## Stated problem
Rewrite all the records below with "Labeling tool prompt" changed to "Annotation request" and everything else left unchanged. Leave the pictures out of your answer.

## Supplied records

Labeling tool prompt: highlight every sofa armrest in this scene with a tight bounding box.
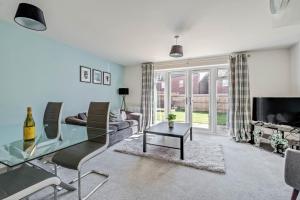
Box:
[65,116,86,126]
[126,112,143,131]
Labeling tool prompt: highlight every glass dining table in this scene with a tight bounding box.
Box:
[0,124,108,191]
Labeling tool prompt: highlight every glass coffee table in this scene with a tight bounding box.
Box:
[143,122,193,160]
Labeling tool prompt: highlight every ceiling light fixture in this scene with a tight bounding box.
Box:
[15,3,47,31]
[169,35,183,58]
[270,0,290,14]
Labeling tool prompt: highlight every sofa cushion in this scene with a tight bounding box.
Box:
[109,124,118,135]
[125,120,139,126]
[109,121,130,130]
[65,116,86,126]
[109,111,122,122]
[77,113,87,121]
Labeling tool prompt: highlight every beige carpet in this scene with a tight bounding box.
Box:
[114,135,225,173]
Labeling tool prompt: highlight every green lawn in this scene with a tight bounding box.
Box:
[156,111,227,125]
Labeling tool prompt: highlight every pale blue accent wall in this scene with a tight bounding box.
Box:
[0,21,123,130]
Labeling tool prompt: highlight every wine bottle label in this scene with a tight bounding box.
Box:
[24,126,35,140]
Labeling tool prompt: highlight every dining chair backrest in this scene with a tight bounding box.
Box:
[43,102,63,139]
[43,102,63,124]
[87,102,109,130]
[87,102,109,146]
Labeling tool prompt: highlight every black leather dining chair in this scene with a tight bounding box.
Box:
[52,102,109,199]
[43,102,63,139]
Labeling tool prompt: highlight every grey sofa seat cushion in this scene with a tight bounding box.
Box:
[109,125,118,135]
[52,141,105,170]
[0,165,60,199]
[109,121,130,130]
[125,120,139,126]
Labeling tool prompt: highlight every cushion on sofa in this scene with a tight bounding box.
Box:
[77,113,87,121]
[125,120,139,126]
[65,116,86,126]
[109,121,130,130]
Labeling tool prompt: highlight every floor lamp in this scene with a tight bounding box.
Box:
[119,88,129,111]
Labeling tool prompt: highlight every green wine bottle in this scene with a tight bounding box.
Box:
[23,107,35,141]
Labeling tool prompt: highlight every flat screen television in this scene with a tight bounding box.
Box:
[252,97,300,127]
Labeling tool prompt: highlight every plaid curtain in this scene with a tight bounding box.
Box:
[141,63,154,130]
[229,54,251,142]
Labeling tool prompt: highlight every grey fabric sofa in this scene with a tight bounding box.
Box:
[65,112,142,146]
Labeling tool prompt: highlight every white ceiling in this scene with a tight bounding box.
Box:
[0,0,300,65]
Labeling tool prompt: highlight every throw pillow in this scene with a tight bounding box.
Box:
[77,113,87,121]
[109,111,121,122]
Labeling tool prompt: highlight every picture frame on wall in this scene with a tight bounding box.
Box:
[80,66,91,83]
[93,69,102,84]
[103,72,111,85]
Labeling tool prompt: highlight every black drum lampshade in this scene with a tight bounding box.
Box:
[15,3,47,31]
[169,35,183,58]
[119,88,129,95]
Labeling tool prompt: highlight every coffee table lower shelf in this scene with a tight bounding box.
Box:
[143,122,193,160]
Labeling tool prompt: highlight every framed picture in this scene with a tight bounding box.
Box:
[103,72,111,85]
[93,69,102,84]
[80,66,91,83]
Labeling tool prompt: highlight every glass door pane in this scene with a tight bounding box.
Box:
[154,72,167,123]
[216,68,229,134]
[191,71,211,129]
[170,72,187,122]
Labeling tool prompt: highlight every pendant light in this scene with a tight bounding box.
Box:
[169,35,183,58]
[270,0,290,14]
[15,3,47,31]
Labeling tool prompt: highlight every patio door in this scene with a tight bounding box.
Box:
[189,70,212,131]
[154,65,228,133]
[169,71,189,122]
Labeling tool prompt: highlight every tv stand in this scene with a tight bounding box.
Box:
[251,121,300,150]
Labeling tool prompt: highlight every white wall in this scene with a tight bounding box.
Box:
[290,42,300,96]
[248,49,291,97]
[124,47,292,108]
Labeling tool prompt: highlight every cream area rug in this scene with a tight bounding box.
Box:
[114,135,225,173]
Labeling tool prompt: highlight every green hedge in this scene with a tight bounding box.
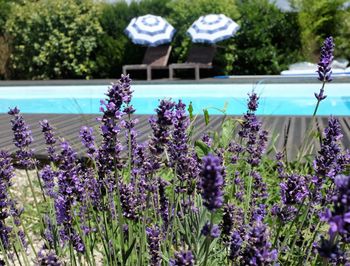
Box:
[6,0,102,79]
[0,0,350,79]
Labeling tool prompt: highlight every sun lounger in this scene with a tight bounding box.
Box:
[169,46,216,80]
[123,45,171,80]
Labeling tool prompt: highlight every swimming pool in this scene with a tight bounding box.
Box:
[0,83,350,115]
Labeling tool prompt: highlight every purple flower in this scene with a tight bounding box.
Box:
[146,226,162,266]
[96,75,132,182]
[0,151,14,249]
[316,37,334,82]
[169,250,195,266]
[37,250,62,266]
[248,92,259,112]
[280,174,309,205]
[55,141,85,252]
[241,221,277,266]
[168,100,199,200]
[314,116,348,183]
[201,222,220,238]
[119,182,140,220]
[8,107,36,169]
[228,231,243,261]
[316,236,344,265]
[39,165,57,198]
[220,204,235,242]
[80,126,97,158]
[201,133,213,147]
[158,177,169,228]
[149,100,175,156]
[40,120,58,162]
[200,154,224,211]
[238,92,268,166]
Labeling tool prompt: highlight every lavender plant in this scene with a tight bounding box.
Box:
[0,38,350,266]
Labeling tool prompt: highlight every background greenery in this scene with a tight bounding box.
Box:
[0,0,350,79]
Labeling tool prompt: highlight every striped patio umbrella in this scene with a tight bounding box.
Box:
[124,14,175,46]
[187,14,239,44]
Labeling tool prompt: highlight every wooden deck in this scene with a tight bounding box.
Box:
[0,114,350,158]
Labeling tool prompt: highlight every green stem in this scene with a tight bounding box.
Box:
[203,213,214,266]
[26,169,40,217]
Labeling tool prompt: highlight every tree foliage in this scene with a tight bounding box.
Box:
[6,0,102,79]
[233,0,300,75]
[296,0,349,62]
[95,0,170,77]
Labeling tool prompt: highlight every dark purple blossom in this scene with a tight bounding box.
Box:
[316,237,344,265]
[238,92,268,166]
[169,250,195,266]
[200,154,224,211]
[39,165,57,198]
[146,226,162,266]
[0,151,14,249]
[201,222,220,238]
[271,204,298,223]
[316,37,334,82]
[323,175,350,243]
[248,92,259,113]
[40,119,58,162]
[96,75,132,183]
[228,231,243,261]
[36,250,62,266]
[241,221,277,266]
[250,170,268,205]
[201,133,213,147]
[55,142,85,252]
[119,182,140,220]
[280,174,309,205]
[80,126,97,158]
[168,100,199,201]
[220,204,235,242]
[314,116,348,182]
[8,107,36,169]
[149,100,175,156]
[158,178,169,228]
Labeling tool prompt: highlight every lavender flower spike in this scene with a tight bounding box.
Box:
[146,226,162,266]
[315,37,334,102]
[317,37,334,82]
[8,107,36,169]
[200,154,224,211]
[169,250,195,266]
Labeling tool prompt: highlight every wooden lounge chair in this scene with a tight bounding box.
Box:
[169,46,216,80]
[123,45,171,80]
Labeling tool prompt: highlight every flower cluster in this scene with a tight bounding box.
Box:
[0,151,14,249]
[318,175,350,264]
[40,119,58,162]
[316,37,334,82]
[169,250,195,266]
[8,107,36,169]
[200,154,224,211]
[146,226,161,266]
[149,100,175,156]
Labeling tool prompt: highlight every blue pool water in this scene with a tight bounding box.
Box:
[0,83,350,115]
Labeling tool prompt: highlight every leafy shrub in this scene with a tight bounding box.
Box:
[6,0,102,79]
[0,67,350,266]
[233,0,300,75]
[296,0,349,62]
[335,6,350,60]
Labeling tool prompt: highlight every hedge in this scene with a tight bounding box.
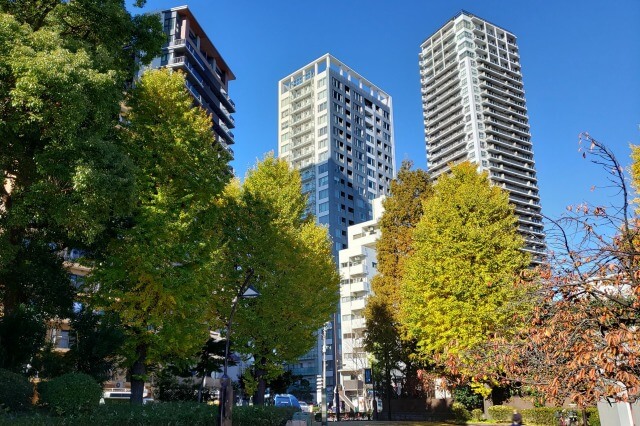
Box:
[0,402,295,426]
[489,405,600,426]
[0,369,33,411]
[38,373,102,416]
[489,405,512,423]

## Finished task
Annotation request: highlight every sofa armrest in this scene with a tight bounding box.
Box:
[65,116,86,126]
[126,112,143,131]
Annotation request: highlight every glass dining table in this scene with a tight bounding box.
Box:
[0,124,108,191]
Annotation request: highlight every glass coffee table in this scene with a tight bounding box.
Box:
[143,122,193,160]
Annotation request: highlight every ceiling light fixture in this scene with a tight bounding box.
Box:
[15,3,47,31]
[169,35,183,58]
[270,0,290,14]
Annotation request: highlight every sofa cushion in this scene with a tight bounding box.
Box:
[109,124,118,135]
[125,120,139,126]
[109,121,130,130]
[65,116,86,126]
[109,111,122,122]
[77,113,87,121]
Annotation request: highlight every beige carpet in this scene with a tight bounding box.
Box:
[114,135,225,173]
Annotation request: highlight every green lawn in this scene with a tight bounding box.
Box:
[156,111,227,125]
Annotation request: highlight every pale blue accent wall in this scene with a tight bounding box.
Box:
[0,21,123,130]
Annotation request: highlight every wine bottle label in this scene with a tight bounding box.
Box:
[24,126,35,140]
Annotation request: highlight every dining chair backrest in this scene with a tight bounding box.
Box:
[43,102,63,139]
[43,102,63,124]
[87,102,109,130]
[87,102,109,146]
Annotation request: highlight every black leather dining chair in this scene with a tight bounding box.
Box:
[52,102,109,199]
[43,102,63,139]
Annotation request: highlight every grey sofa seat cushion in this scene with a tight bounding box.
Box:
[109,125,118,135]
[52,141,105,170]
[0,165,60,199]
[109,121,130,130]
[125,120,139,126]
Annotation request: highlight every cushion on sofa in this scene with a tight bounding box.
Box:
[77,113,87,121]
[125,120,139,126]
[65,116,86,126]
[109,121,130,130]
Annotation request: highlight every floor lamp in this scene with a tight bounding box.
Box:
[119,88,129,111]
Annotation request: highlight every green wine bottle in this scene with a tight bounding box.
Box:
[23,107,35,141]
Annotation request: highlight every flat screen television in this scene with a tight bounding box.
Box:
[252,97,300,127]
Annotation request: highlight every plaid curtain in this scene with a tight bounding box.
Box:
[141,63,154,130]
[229,54,251,142]
Annotation request: highlight every grey fabric sofa in this scene with a tight bounding box.
Box:
[65,112,142,146]
Annotation request: highlight every white ceiling in this scene with a tight bounding box.
Box:
[0,0,300,65]
Annotation request: highlight every throw pillow in this scene with a tight bounding box.
Box:
[77,113,87,121]
[109,111,121,122]
Annotation request: highlight every picture frame on wall in this scene with a tight bounding box.
Box:
[80,66,91,83]
[93,69,102,84]
[103,72,111,85]
Annotation request: highlight every black drum lampshade in this scene with a tight bounding box.
Box:
[15,3,47,31]
[169,35,183,58]
[119,88,129,95]
Annotation request: highlight every coffee table lower shelf in this scene with a tight bounding box.
Box:
[143,122,193,160]
Annotation request: highlight every framed picture in this scene with a tight bounding box.
Box:
[103,72,111,85]
[93,69,102,84]
[80,66,91,83]
Annotation request: highlight every glass door pane in this scene with a tight bounding box.
Box:
[154,72,167,123]
[216,68,229,134]
[191,71,211,129]
[170,72,187,122]
Annotation request: highlight every pendant light in this scene with a tight bounding box.
Box:
[169,35,183,58]
[270,0,290,14]
[15,3,47,31]
Annotation request: highlight every patio door in this scene with a tight bounding box.
Box:
[189,70,212,131]
[154,65,228,133]
[169,71,189,122]
Annotation request: highlight every tv stand in this scene with a tight bounding box.
Box:
[251,121,300,150]
Annotation request: highlight every white wall in this scene with a tight bounding box.
Box:
[290,42,300,96]
[248,49,291,97]
[124,47,292,108]
Annotation request: highlight every cream area rug in this scene with a tight bounding box.
Box:
[114,135,225,173]
Annotation request: highlight every green hedge in this scene with a tight bounding box.
Box:
[6,0,102,79]
[0,0,350,79]
Annotation request: highlight every sun lounger in this scene with a tight bounding box.
Box:
[169,46,216,80]
[123,45,171,80]
Annotation request: highlight every swimming pool in this scene with a tight bounding box.
Box:
[0,83,350,115]
Annotation request: highlight every purple flower in this scene with a tight bounding box.
Box:
[146,226,162,266]
[96,75,132,182]
[0,151,14,249]
[316,37,334,82]
[169,250,195,266]
[37,250,62,266]
[248,92,259,112]
[280,174,309,205]
[55,141,85,252]
[241,221,277,266]
[168,100,199,200]
[314,116,348,183]
[201,222,220,238]
[119,182,140,220]
[8,107,36,169]
[228,231,243,261]
[316,236,344,265]
[39,165,57,198]
[220,204,235,242]
[80,126,97,158]
[201,133,213,147]
[158,177,169,228]
[149,100,175,156]
[40,120,58,162]
[200,154,224,211]
[238,92,268,166]
Annotation request: highlight every lavender plant in this scene with a tight bounding box.
Box:
[0,38,350,266]
Annotation request: highlight every background greenery in this scene with a tight bounding box.
Box:
[0,0,350,79]
Annotation request: highlight every striped patio umbrella in this scene with a tight bounding box.
Box:
[124,14,175,46]
[187,14,239,44]
Annotation request: highlight every wooden deck in this scene with a tight bounding box.
Box:
[0,114,350,158]
Annotation request: highlight every green stem in this scene with a tight bounding box.
Box:
[203,213,214,266]
[26,169,40,217]
Annotation request: highlight every tree foliage in this scene with a tight bounding box.
Box:
[6,0,102,79]
[233,0,300,75]
[296,0,349,62]
[95,0,170,77]
Annotation request: highlight every dark purple blossom in this scene with a tight bounding box.
Box:
[316,237,344,265]
[238,92,268,166]
[169,250,195,266]
[200,154,224,211]
[39,165,57,198]
[146,226,162,266]
[0,151,14,249]
[201,222,220,238]
[271,204,298,223]
[316,37,334,82]
[323,175,350,243]
[248,92,259,113]
[40,119,58,162]
[96,75,132,183]
[228,231,243,261]
[36,250,62,266]
[241,221,277,266]
[250,170,268,205]
[201,133,213,147]
[55,142,85,252]
[119,182,140,220]
[280,174,309,205]
[80,126,97,158]
[168,100,199,201]
[220,204,235,242]
[314,116,348,182]
[8,107,36,169]
[149,100,175,156]
[158,178,169,228]
Annotation request: highlight every lavender flower spike in this scene with a tight bounding box.
Box:
[146,226,162,266]
[315,37,334,102]
[317,37,334,82]
[8,107,36,169]
[200,154,224,211]
[169,250,195,266]
Annotation request: highlight every wooden lounge chair in this scene with a tight bounding box.
Box:
[169,46,216,80]
[123,45,171,80]
Annotation request: highlight every flower cluster in this scene with a tight bounding box.
Box:
[0,151,14,249]
[318,175,350,264]
[40,119,58,162]
[316,37,334,82]
[169,250,195,266]
[8,107,36,169]
[200,154,224,211]
[146,226,161,266]
[149,100,175,156]
Annotation request: highlight every blue pool water in this scene with a tight bounding box.
Box:
[0,83,350,115]
Annotation request: highlight every leafy shrub in this scene with a tight bounding box.
Box:
[6,0,102,79]
[0,67,350,266]
[233,0,300,75]
[296,0,349,62]
[335,6,350,60]
Annotation request: highlight every hedge in this scene with a tight bounding box.
Box:
[0,402,295,426]
[489,405,600,426]
[0,369,33,411]
[38,373,102,416]
[489,405,512,423]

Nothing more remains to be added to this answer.